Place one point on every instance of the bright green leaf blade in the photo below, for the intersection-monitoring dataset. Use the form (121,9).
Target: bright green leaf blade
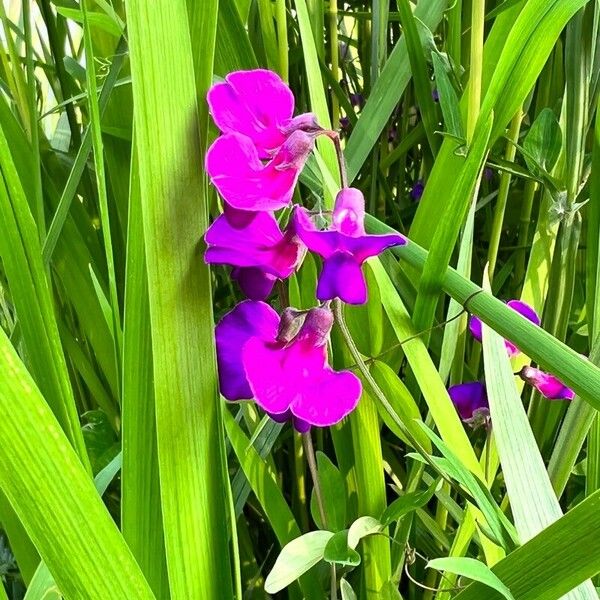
(473,569)
(54,497)
(175,207)
(296,558)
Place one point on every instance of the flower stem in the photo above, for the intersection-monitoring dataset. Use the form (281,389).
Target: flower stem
(309,451)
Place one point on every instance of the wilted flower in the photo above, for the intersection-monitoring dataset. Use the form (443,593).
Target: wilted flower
(259,105)
(282,364)
(470,400)
(549,386)
(256,246)
(245,182)
(522,308)
(344,247)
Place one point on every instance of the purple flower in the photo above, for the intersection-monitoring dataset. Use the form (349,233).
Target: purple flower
(470,400)
(282,364)
(549,386)
(344,247)
(522,308)
(245,183)
(259,105)
(417,190)
(254,244)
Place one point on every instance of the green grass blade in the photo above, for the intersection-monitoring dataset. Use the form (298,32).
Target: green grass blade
(54,497)
(188,422)
(141,517)
(554,561)
(22,260)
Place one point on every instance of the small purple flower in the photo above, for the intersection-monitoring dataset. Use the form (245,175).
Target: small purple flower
(259,105)
(549,386)
(245,183)
(344,247)
(417,190)
(282,364)
(254,244)
(357,100)
(470,400)
(522,308)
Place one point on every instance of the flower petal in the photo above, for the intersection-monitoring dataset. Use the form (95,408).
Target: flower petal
(349,212)
(254,103)
(468,398)
(549,386)
(236,171)
(342,278)
(324,243)
(326,399)
(247,320)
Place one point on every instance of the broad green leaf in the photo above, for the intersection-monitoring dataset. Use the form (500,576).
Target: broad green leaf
(296,558)
(361,528)
(408,503)
(543,142)
(55,498)
(533,502)
(338,552)
(191,458)
(571,546)
(473,569)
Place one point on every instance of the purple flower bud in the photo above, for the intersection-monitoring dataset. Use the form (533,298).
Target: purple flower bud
(470,400)
(549,386)
(417,190)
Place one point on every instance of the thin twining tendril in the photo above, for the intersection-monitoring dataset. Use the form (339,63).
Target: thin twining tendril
(410,555)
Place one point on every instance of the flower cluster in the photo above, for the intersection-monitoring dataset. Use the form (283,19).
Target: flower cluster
(280,361)
(470,398)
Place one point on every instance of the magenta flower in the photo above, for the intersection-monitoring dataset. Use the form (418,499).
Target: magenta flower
(522,308)
(470,400)
(282,364)
(254,244)
(245,183)
(549,386)
(344,247)
(259,105)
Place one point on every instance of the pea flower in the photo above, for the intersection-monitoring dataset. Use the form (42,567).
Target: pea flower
(259,105)
(282,364)
(522,308)
(244,182)
(549,386)
(255,246)
(344,247)
(470,400)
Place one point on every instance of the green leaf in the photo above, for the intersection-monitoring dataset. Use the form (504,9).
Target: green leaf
(543,142)
(191,456)
(408,503)
(296,558)
(570,545)
(346,590)
(333,490)
(54,497)
(448,98)
(338,552)
(362,527)
(473,569)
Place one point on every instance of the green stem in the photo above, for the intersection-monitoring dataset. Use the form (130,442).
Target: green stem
(312,466)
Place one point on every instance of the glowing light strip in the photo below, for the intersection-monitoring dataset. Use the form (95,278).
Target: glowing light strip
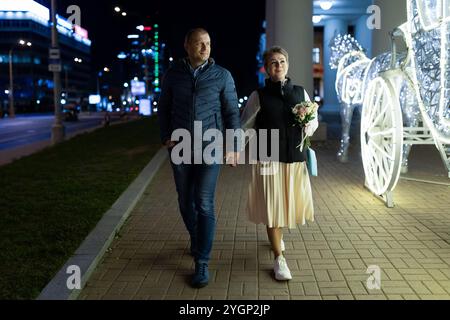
(444,61)
(429,123)
(31,10)
(25,6)
(343,73)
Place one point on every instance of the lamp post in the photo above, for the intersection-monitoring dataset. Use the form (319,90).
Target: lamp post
(11,87)
(12,112)
(58,127)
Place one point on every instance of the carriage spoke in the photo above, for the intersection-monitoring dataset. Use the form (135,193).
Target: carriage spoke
(383,152)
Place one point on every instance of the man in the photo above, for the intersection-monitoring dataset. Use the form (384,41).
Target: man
(197,89)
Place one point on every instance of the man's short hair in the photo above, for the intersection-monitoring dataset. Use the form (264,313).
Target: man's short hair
(192,32)
(275,49)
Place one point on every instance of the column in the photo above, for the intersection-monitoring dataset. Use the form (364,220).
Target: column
(332,28)
(363,35)
(392,14)
(289,25)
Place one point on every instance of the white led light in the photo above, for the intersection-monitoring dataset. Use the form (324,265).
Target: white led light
(317,19)
(326,4)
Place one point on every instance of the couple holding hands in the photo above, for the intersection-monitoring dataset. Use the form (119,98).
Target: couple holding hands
(197,89)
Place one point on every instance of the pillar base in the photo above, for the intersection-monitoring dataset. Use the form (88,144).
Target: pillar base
(58,133)
(321,133)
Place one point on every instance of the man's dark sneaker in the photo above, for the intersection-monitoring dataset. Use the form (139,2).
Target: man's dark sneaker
(201,276)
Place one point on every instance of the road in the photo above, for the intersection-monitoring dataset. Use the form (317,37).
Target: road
(25,130)
(25,135)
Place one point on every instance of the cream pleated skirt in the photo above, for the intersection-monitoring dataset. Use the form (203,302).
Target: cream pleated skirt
(280,195)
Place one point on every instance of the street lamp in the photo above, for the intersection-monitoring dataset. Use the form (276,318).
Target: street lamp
(58,130)
(12,113)
(99,74)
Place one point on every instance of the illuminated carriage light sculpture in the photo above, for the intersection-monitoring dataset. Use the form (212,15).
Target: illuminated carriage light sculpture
(405,97)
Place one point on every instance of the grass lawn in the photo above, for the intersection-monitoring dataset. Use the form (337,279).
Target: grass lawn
(50,201)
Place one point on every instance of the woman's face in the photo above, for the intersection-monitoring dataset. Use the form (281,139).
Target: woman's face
(277,67)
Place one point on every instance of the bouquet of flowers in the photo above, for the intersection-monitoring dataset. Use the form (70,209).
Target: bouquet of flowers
(304,112)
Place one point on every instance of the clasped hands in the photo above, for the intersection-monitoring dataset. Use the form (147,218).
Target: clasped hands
(231,158)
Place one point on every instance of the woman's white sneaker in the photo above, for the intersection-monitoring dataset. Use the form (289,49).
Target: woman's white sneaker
(281,269)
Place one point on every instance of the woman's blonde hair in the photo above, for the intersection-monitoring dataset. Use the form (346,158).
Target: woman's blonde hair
(275,49)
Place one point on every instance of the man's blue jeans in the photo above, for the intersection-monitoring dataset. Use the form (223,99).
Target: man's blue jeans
(196,186)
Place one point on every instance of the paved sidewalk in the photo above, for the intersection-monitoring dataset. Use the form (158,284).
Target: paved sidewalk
(328,258)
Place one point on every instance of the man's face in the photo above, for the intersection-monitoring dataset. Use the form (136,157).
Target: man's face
(199,47)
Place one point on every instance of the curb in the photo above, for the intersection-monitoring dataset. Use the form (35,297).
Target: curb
(91,251)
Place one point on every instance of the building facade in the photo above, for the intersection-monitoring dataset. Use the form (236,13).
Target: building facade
(29,21)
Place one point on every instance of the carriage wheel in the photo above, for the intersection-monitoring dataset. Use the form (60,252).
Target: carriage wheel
(381,136)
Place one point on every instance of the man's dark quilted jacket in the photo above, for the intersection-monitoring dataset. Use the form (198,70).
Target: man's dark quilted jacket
(210,98)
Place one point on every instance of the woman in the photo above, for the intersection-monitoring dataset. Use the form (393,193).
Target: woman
(282,198)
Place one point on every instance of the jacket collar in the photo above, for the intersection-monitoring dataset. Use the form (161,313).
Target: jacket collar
(279,87)
(185,63)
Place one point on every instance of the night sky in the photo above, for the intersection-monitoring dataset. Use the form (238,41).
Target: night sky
(234,26)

= = =

→ Objective: Nothing outside the span should appear: transcribe the lines from the one containing "Place one point on every instance of the man's dark quilted" through the last line of the records.

→ The answer:
Place one point on every instance of the man's dark quilted jacket in the photo above, for the intersection-monitoring dataset. Use the form (198,70).
Target: man's dark quilted jacket
(210,98)
Place one point on every instance of the woman in the photo above, for the intersection-monitoring dataset. Use the form (393,193).
Target: woman
(282,198)
Place one point on every instance of the jacket collar in the photo above, for the intersection-monitoring dataset. Use the form (161,313).
Target: jacket collar
(279,87)
(185,63)
Place one point on every instance of the night sky in the photo above, for the intersection-monitoring dataset. Use the form (238,41).
Target: night sky
(234,26)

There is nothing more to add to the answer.